→ AIM OF THE TASK
According to the passage on models of computation, what name is given to the assertion that these formal models exactly capture the informal notion of what is mechanically or humanly computable?

→ TEXT PASSAGE

↓

All of these machines compute the same functions as the simple one-tape Turing machine.
(5) Random-Access Machines and High-Level Programming Languages. These can be mentioned
in tandem because a RAM, as described in Chapter 30, is just an idealization of assembly or
machine language. Every high-level language yet devised can be compiled into some machine
language. Even the standard Java Virtual Machine is little more than a RAM, with some
added handling of class objects via pointers that is not unlike the workings of a pointer
machine, and some hooks to enable the host system to control physical devices and network
communications. Without excessive effort one can extend the construction of a universal
Turing machine in Section 2 to handle the case where P is a RAM program rather than a
GOTO program. The registers of P can be simulated on the tape by adding one more tape
symbol # and using strings of the form #i#j#, where i is the register’s number and j is its
contents. As stated in Chapter 30, Section 4, this simulation is even fairly efficient. Hence all
24
these high-level languages have the same problem-solving power as the lowly one-tape Turing
machine.
The convergence of so many disparate formal models on the same class of languages or functions
is the main evidence for the assertion that they all exactly capture the informal notion of what
is mechanically or humanly computable. This assertion is called the Church-Turing thesis. In
one form, it asserts that every problem that is humanly solvable is solvable by a Turing machine.
Put more precisely, any cognitive process that a human being could or will ever use to distinguish
certain numbers or strings as “good” defines an r.e. language—and if it also would determine that
any other given number or string is “bad,” it defines a recursive language. An extension of the thesis
claims that no one will ever design a physical device to compute functions that are not µ-recursive.

↑

[Dataset records]
↓

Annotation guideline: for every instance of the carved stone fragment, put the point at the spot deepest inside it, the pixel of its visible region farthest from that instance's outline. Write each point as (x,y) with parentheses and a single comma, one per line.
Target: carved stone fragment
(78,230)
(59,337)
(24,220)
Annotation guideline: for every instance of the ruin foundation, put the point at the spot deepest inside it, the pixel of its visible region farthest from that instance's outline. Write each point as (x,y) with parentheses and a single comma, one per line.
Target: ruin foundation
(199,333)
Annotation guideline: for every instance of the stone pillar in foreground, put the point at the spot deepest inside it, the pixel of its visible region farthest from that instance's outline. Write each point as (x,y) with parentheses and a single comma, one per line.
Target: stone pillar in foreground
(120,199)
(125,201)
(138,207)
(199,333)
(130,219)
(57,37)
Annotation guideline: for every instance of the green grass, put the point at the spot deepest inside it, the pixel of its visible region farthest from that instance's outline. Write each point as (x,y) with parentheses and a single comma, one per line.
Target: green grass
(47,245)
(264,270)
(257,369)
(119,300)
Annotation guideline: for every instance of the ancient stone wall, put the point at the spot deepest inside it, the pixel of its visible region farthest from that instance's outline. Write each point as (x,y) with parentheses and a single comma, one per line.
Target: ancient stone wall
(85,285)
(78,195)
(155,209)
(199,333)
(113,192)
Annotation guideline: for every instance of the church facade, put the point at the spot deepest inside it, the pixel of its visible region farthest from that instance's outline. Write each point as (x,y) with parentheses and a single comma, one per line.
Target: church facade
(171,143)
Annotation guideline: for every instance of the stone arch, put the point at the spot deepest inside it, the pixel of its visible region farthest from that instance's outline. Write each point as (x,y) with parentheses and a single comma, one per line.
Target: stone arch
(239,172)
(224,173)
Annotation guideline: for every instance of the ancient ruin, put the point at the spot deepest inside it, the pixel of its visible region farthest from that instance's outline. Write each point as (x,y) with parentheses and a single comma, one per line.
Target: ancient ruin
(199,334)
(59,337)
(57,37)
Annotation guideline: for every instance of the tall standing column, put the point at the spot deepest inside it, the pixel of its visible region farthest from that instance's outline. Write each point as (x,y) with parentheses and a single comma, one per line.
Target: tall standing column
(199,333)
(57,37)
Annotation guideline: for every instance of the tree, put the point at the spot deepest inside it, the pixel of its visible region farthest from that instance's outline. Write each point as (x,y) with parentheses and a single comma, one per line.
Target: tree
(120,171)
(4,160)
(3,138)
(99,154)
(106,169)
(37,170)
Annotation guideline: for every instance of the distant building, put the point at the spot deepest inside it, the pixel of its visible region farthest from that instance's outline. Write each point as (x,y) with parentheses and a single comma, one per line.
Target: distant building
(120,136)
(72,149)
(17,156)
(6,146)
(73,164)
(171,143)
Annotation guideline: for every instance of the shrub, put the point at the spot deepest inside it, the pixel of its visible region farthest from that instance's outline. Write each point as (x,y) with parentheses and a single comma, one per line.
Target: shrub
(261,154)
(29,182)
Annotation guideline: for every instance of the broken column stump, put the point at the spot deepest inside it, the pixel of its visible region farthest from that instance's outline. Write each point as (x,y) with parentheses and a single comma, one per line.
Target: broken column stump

↑

→ EXPECTED ANSWER
The Church-Turing thesis.